> **REQUIREMENTS**
Please render the rows as a JSON list of strings, from the line with "Identify one point on each instance of the blue sky" to the last line of the rows, with one string per line and no blank lines.

> **SUPPLIED INFORMATION**
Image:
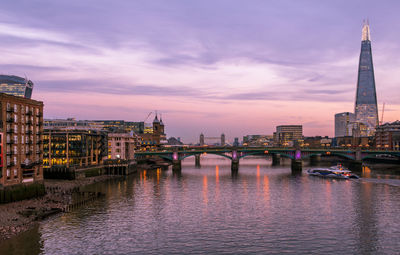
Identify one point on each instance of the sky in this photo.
(209, 66)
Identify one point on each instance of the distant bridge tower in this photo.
(222, 139)
(201, 139)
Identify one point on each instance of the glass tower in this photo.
(16, 86)
(366, 109)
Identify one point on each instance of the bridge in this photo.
(297, 155)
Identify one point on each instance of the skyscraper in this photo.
(16, 86)
(343, 124)
(366, 109)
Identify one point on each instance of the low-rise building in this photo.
(387, 136)
(258, 140)
(317, 142)
(288, 135)
(123, 145)
(77, 148)
(21, 125)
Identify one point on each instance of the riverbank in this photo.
(18, 217)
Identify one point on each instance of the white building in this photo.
(344, 124)
(123, 145)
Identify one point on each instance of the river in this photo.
(263, 210)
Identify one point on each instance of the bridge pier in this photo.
(197, 161)
(235, 165)
(297, 165)
(176, 166)
(315, 159)
(276, 159)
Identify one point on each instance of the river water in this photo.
(262, 210)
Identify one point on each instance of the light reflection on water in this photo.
(262, 210)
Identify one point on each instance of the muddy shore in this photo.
(18, 217)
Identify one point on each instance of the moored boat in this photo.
(337, 172)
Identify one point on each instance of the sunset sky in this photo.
(233, 67)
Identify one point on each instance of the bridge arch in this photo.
(201, 153)
(284, 155)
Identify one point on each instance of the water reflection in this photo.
(260, 210)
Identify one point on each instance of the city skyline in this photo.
(227, 67)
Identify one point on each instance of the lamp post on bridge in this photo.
(176, 162)
(235, 161)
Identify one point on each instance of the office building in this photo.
(288, 135)
(366, 110)
(123, 145)
(387, 136)
(343, 124)
(73, 148)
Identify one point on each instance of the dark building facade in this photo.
(21, 125)
(366, 109)
(387, 136)
(73, 148)
(16, 86)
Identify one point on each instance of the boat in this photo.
(337, 172)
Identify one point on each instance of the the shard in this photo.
(366, 109)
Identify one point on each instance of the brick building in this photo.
(21, 127)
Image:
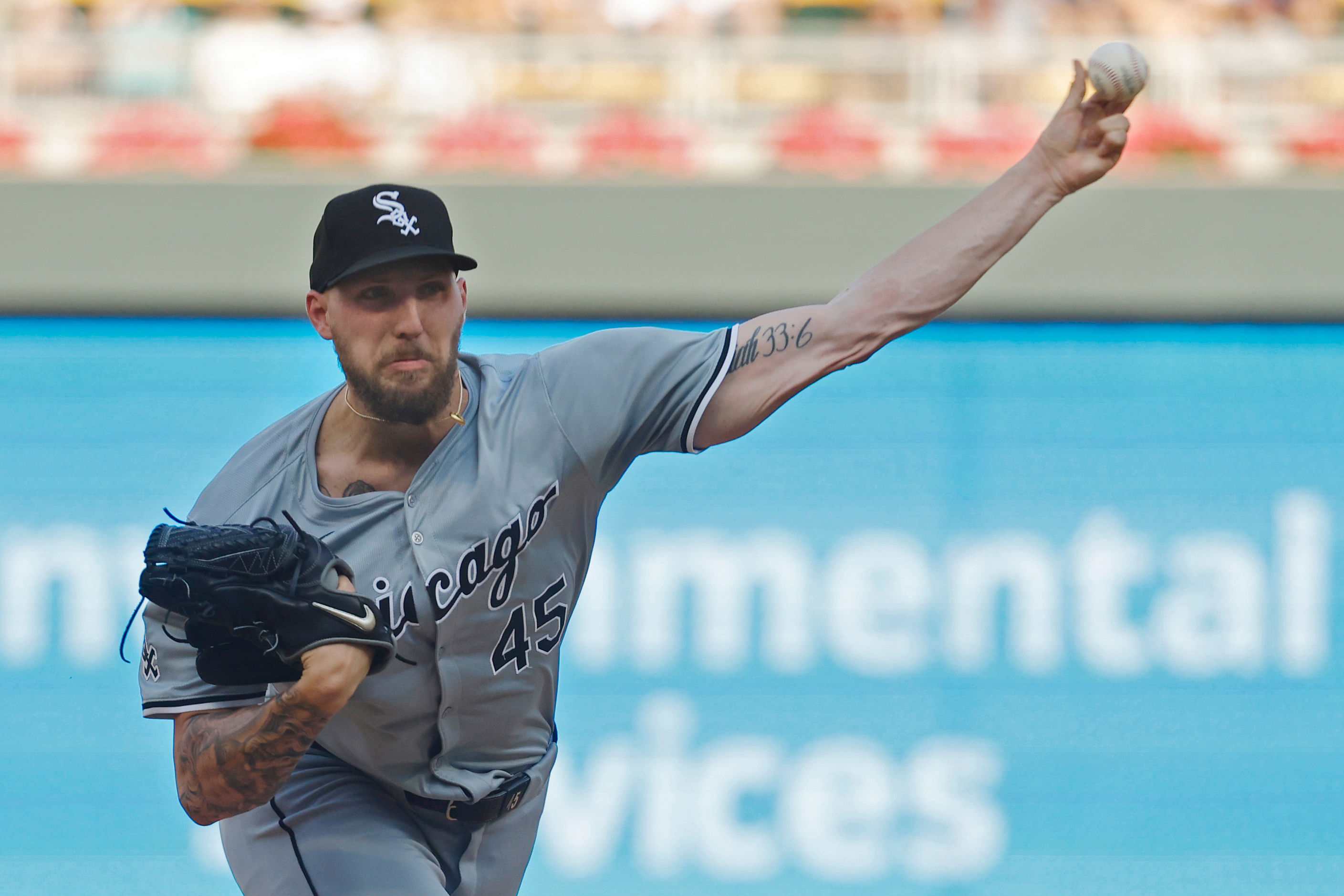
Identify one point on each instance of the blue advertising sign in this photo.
(1006, 610)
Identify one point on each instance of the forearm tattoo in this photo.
(233, 761)
(771, 340)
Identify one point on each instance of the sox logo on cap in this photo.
(386, 200)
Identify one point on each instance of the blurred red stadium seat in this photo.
(1320, 146)
(310, 132)
(824, 140)
(500, 142)
(1163, 139)
(986, 147)
(156, 136)
(624, 142)
(14, 144)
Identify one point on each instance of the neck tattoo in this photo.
(453, 416)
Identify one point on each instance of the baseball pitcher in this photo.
(358, 633)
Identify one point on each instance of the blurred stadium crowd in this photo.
(722, 89)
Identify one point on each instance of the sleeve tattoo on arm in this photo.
(244, 754)
(771, 340)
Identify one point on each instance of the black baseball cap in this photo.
(379, 225)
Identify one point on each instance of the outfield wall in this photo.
(1007, 610)
(678, 250)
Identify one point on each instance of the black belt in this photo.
(500, 801)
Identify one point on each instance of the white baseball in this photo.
(1117, 72)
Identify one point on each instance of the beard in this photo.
(406, 398)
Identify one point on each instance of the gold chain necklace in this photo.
(456, 416)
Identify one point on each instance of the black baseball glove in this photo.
(254, 598)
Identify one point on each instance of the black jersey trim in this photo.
(710, 389)
(293, 841)
(198, 702)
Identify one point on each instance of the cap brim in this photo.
(389, 256)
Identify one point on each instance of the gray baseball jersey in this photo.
(478, 566)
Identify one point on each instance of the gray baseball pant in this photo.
(333, 831)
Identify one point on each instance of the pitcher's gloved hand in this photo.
(254, 598)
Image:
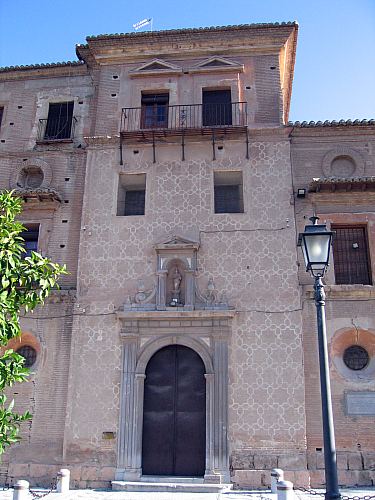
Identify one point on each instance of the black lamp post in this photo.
(316, 244)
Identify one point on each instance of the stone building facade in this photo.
(162, 169)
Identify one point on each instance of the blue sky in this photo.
(335, 68)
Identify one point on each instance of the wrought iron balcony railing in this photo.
(183, 117)
(56, 129)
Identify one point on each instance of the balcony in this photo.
(59, 129)
(151, 123)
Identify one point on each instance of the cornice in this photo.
(112, 49)
(102, 141)
(69, 68)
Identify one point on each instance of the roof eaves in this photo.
(191, 30)
(41, 66)
(333, 123)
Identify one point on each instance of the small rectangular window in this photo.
(217, 107)
(350, 255)
(30, 236)
(228, 192)
(131, 194)
(154, 110)
(59, 121)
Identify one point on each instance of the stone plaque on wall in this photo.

> **SOLUTION TO THE PROBLEM**
[
  "Identify one point on each instance of the blue sky in this photo.",
  "(335, 68)",
  "Identify one point on each instance of the wrought iron balcony railing in this photo.",
  "(183, 117)",
  "(56, 129)",
  "Identify one point on each instance of the balcony in this photo.",
  "(59, 129)",
  "(151, 123)",
  "Identify one point on each instance of the cornice in this photo.",
  "(112, 49)",
  "(102, 141)",
  "(69, 68)",
  "Identify one point on each instance of the roof eaves in this photo.",
  "(191, 30)",
  "(41, 66)",
  "(333, 123)",
  "Identify one point on each instance of the small rectangular window in this photo.",
  "(217, 107)",
  "(350, 255)",
  "(30, 236)",
  "(228, 192)",
  "(131, 194)",
  "(154, 110)",
  "(59, 121)",
  "Identify one point on each instance of the stone plaque on wall in this photo."
]